[Exercise text Boundary: Start]

Guns are used anywhere from 180,000 to 2.5 million times per year by citizens to defend themselves...depending upon whom you believe.
So you would condemn all those people to helpless victimhood in an (inevitably fruitless) effort to prevent the 16,000 or so homicides that occur every year (a number which, by the way, includes justifiable homicide, aka self-defense).
Violent criminals will not give up their life of crime because you tell them they can't own guns. Even if you could waive a magic wand and make the estimated 250 million guns in this country just disappear, the violent criminals would just move on to the next most convenient tool exactly like has happened in the UK where knife murders are at all time highs and the violent crime rate has eclipsed that of the US for the first time in history.
As heart wrenching as your experience with the child killed in a gun accident assuredly was , the emotional response engendered is hardly a solid basis for public policy.
According to the CDC, in 2005 (the most recent year for which they have readily available statistics), 127 children aged <1 to 17 were killed in firearms accidents.
During that same year, 286 were killed by accidental poisoning. Should we ban Draino?
500 were killed in fires.
979 were killed by accidental drowning.
4,509 were killed in auto accidents.
So, tell me: does the family of the child killed in the auto accident grieve less than the one killed in a firearm accident? Is the child less dead? The death less tragic?
Seems to me that if your purpose is to "save the children", there are much better areas in which to focus your attention.
Your arguments mirror that of any of your typical gun bigots both in their tone, and in their flaws.

[Exercise text Boundary: End]
[Data records Boundary: Start]

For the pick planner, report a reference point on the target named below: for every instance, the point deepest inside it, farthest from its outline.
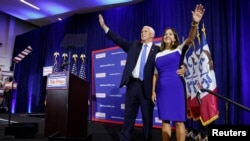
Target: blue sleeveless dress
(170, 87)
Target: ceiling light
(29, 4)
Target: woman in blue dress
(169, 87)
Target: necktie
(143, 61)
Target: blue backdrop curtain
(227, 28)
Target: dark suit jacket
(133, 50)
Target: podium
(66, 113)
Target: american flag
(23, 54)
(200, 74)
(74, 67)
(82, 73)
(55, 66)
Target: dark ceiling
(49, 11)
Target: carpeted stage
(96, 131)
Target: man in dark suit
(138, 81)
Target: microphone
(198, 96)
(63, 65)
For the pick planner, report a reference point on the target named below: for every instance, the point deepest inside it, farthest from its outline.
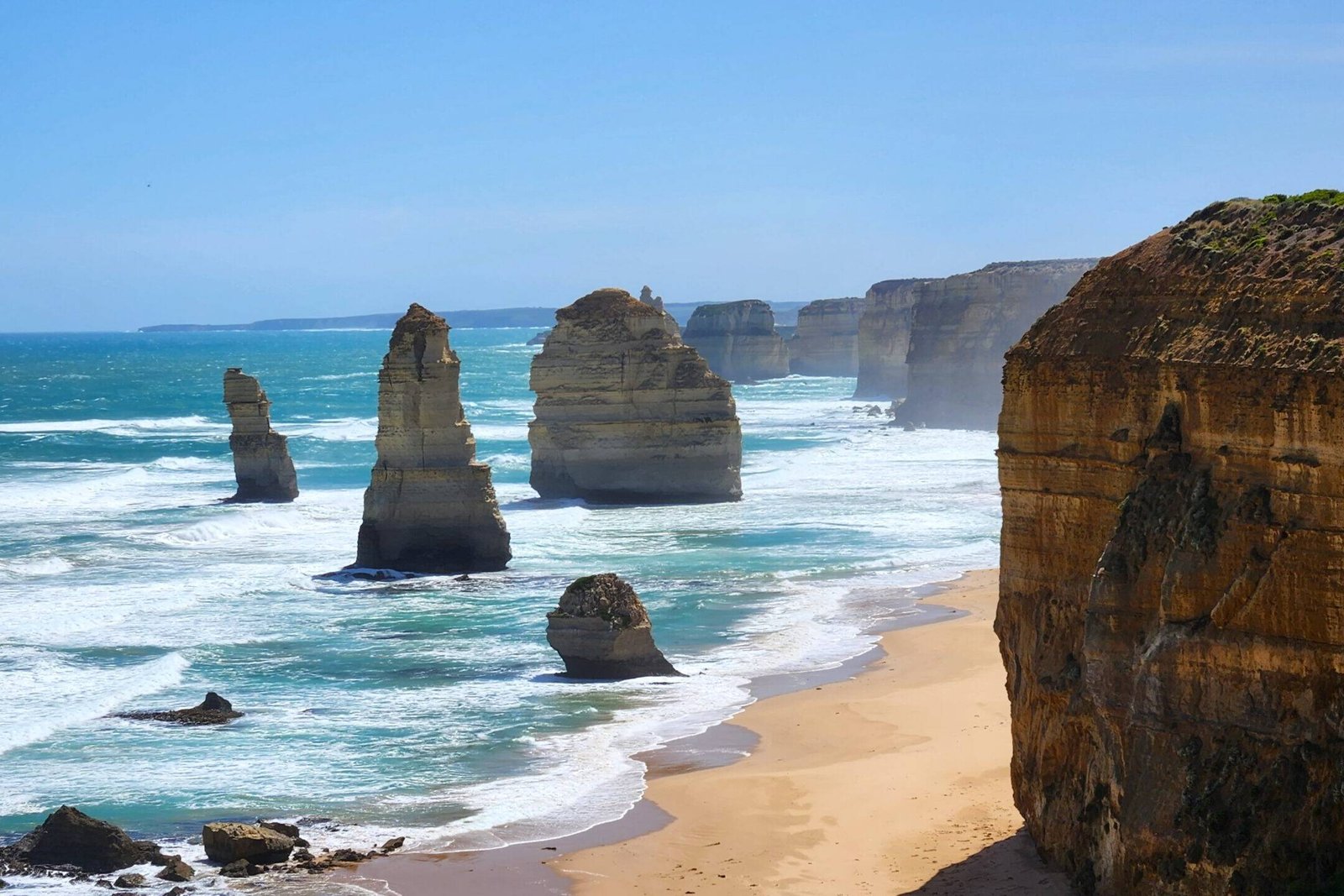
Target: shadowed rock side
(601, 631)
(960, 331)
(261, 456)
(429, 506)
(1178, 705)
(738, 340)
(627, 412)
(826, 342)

[Data records Boundary: End]

- Work to be completed:
Answer from the gun-policy text:
(a) About how many homicides does it say occur every year?
(b) In the 2005 CDC figures it cites, how many children were killed by accidental drowning?
(c) In which country does it say knife murders are at all-time highs?

- Response for this exercise:
(a) 16,000 or so
(b) 979
(c) The UK